## BEGIN
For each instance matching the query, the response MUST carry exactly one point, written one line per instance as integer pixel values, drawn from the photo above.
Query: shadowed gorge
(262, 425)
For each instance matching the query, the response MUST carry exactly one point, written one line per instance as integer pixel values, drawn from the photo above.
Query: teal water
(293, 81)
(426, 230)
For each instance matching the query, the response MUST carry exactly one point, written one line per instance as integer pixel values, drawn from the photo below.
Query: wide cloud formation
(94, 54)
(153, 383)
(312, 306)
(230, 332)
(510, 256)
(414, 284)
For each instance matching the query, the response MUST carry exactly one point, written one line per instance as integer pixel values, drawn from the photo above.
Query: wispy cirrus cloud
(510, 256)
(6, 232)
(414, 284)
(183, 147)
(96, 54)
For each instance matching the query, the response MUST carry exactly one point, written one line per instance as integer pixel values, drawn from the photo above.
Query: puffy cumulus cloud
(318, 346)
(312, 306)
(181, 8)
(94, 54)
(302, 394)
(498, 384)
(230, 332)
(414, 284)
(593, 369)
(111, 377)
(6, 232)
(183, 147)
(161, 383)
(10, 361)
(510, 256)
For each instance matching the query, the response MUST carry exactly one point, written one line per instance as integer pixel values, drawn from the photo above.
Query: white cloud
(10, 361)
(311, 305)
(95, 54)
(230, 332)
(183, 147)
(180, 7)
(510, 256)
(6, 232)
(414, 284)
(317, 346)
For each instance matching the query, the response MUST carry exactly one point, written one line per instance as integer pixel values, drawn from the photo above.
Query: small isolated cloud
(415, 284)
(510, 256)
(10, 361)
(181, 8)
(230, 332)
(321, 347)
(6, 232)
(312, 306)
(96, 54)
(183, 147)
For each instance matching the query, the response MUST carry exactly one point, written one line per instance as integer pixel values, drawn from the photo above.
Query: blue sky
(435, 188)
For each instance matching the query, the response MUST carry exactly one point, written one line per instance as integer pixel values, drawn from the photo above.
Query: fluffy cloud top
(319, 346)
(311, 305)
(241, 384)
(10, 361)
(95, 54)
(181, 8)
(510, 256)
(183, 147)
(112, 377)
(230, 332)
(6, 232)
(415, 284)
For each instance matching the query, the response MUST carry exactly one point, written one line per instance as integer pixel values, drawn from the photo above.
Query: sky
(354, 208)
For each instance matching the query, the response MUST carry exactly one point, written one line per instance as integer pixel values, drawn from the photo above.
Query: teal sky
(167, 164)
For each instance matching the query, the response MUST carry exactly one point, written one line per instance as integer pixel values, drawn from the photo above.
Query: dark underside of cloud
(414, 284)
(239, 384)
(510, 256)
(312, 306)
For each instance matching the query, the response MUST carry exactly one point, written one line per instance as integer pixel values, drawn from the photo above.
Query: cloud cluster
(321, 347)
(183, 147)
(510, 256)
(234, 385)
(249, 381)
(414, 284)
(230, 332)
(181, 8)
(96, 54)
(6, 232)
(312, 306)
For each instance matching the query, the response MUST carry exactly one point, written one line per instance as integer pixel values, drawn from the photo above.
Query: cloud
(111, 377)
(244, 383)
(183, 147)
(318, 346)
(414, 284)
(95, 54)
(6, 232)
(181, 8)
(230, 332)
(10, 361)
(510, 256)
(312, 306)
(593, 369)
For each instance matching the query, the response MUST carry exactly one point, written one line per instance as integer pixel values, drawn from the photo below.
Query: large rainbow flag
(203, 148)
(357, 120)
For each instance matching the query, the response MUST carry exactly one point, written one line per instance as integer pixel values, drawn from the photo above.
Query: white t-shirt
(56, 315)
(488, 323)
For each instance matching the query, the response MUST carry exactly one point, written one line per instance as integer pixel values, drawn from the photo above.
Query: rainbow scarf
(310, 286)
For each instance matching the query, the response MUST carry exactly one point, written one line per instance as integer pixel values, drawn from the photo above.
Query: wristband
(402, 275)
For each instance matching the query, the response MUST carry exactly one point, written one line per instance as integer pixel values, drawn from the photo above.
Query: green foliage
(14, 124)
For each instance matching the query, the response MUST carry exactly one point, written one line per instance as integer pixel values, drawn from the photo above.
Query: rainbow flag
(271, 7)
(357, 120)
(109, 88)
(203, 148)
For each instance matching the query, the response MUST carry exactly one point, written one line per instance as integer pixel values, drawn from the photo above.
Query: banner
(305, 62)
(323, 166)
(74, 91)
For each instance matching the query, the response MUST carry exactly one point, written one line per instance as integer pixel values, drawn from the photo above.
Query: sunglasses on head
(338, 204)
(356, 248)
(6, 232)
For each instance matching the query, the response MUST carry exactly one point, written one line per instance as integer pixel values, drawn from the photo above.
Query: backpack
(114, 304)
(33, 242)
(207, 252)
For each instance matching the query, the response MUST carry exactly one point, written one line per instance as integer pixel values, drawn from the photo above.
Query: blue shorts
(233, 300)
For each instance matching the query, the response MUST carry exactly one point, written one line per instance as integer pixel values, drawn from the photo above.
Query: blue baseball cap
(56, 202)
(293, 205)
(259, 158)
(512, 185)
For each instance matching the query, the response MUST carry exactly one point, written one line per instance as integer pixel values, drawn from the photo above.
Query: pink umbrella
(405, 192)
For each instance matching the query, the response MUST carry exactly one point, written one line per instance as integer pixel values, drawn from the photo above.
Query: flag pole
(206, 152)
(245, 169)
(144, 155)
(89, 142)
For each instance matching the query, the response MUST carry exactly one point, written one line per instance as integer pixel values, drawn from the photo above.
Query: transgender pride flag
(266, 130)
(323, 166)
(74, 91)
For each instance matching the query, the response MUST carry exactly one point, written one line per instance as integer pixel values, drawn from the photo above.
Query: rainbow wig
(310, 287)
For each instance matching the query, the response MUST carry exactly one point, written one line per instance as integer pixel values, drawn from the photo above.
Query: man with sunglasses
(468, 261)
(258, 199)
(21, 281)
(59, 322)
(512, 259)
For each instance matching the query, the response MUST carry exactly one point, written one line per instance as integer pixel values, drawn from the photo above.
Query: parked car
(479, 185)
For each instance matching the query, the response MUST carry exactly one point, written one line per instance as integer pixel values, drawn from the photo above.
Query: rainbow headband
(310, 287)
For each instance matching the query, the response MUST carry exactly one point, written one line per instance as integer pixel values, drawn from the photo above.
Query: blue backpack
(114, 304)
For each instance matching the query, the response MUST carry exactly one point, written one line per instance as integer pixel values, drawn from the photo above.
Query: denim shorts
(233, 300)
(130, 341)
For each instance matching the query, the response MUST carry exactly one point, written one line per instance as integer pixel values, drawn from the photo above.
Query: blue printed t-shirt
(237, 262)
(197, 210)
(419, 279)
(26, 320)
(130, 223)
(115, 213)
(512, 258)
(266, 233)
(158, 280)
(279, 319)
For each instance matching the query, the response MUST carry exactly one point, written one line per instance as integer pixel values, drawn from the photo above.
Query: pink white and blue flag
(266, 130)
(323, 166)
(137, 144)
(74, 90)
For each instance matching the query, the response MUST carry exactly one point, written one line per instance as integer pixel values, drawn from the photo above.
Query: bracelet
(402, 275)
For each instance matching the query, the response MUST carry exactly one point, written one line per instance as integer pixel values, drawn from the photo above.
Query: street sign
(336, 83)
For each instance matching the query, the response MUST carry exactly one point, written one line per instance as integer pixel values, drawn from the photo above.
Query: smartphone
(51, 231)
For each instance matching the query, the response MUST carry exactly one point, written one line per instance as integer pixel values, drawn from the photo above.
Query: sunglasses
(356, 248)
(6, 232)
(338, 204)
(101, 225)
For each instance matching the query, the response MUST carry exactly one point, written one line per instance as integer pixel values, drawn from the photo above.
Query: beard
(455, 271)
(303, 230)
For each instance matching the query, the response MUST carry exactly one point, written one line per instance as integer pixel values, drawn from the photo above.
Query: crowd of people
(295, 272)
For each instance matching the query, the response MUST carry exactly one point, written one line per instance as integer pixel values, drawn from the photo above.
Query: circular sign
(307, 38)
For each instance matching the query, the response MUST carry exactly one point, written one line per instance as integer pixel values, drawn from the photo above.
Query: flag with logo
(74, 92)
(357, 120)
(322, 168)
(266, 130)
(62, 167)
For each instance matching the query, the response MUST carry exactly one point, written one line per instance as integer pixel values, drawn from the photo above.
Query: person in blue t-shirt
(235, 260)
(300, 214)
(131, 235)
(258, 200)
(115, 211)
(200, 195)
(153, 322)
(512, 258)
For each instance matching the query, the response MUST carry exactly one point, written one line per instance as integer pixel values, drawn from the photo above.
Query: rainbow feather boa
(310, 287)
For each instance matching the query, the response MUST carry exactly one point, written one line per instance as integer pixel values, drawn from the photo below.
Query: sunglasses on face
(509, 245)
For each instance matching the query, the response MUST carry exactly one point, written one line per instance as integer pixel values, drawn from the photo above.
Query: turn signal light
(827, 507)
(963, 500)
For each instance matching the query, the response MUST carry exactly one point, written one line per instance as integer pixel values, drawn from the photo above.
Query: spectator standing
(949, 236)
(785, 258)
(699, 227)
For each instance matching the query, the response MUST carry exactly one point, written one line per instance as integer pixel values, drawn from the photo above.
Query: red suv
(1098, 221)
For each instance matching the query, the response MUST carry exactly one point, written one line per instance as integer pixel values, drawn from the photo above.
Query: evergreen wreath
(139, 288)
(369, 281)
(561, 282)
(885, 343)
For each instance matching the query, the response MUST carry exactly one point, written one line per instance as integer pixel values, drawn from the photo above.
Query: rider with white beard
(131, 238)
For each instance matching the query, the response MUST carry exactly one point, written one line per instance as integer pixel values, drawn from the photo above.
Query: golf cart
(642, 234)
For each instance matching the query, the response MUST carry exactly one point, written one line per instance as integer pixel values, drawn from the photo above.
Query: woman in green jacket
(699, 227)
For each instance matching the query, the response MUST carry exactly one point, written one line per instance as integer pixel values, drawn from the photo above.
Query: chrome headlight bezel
## END
Given instruction
Show each line of the rows above that contains the word "pink".

Answer to the exercise
Query: pink umbrella
Query: pink white and blue flag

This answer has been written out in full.